■ INSTRUCTIONS FOR THE TASK ■
The output must match the entries below exactly.

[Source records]
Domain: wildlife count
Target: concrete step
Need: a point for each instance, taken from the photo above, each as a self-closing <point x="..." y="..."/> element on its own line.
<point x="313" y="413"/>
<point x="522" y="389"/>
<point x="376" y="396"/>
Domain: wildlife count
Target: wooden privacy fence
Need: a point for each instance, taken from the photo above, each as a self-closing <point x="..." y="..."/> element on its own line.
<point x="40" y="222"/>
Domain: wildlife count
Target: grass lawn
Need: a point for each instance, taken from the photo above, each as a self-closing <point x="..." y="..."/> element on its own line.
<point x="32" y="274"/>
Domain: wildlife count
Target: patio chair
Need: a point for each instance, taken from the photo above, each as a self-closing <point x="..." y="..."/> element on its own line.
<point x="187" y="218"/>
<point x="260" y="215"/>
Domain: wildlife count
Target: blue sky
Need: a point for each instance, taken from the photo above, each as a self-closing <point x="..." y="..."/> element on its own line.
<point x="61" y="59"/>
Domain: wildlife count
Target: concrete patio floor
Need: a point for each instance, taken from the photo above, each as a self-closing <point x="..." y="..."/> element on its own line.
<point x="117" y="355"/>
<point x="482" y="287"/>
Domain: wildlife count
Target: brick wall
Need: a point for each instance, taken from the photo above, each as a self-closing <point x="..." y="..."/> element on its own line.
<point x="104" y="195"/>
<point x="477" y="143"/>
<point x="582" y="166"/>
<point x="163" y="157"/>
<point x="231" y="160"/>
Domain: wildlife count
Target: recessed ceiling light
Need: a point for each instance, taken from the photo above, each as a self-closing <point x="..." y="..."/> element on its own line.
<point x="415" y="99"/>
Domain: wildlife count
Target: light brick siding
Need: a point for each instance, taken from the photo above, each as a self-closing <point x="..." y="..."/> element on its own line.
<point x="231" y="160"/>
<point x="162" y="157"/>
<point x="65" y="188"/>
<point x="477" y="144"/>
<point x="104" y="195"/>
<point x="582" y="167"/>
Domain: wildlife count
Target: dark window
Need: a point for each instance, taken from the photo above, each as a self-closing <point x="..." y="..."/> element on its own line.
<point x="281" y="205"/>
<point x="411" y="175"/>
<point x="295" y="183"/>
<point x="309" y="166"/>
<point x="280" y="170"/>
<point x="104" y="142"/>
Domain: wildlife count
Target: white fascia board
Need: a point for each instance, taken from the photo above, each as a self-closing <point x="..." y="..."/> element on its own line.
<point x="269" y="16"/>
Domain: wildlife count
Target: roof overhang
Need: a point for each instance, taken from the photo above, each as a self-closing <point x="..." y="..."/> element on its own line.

■ OUTPUT OF THE TASK ■
Domain: wildlife count
Target: concrete step
Need: a point for each instance, taken from the photo above, each as a self-closing <point x="..." y="..."/> element on its own line.
<point x="313" y="413"/>
<point x="522" y="389"/>
<point x="376" y="396"/>
Domain: wildlife count
Target: wooden privacy fence
Need: a point for each instance, taken from the photo above, each as a self-closing <point x="..." y="..."/> element on its own line.
<point x="40" y="222"/>
Domain: wildlife count
Target: grass lawn
Need: a point for each instance, taken from the photo above, each as a self-closing <point x="..." y="..."/> element on its own line.
<point x="32" y="274"/>
Domain: wildlife count
Target: patio chair
Need: a point for each instance, taken from the photo above, each as a self-closing <point x="..." y="..."/> element on its own line.
<point x="187" y="218"/>
<point x="260" y="215"/>
Domain: wildlife count
Target: blue sky
Need: a point for each instance, taken from the photo above, each as a self-closing <point x="..." y="..."/> element on its own line.
<point x="61" y="59"/>
Domain: wildlife count
Target: concrete patio floor
Need: a point for each instance, taken from the photo above, each as a self-closing <point x="..." y="..."/> element on its own line.
<point x="117" y="355"/>
<point x="482" y="287"/>
Domain: wildlife count
Target: brick wall
Need: a point for each instance, taken from the photo above, each as a self-closing <point x="..." y="..."/> element on its own line.
<point x="104" y="195"/>
<point x="477" y="143"/>
<point x="582" y="166"/>
<point x="163" y="157"/>
<point x="231" y="160"/>
Domain: wildlife count
Target: recessed ceiling light
Need: a point for each instance, taken from the photo above, each as a self-closing <point x="..." y="..."/> element on its own line.
<point x="415" y="99"/>
Domain: wildlife count
Target: light brick siding
Need: a point for each instance, taken from the photo above, each as a self-closing <point x="..." y="..."/> element on its own line.
<point x="231" y="160"/>
<point x="162" y="157"/>
<point x="65" y="188"/>
<point x="477" y="144"/>
<point x="104" y="195"/>
<point x="582" y="167"/>
Domain: wildlife count
Target: dark window
Need: a point for each instance, taken from the photo above, each as a self-closing <point x="..." y="..."/> element on its own line.
<point x="281" y="205"/>
<point x="411" y="175"/>
<point x="295" y="183"/>
<point x="309" y="166"/>
<point x="280" y="170"/>
<point x="104" y="142"/>
Domain: wildlife count
Target: white fascia board
Need: a point for each instance, taken from the photo above, each as a self-closing <point x="..." y="..."/> element on its own line.
<point x="269" y="16"/>
Domain: wildlife count
Target: roof overhang
Need: a point for each instance, taken from the photo above, each as a self-closing <point x="..." y="..."/> element on its own line.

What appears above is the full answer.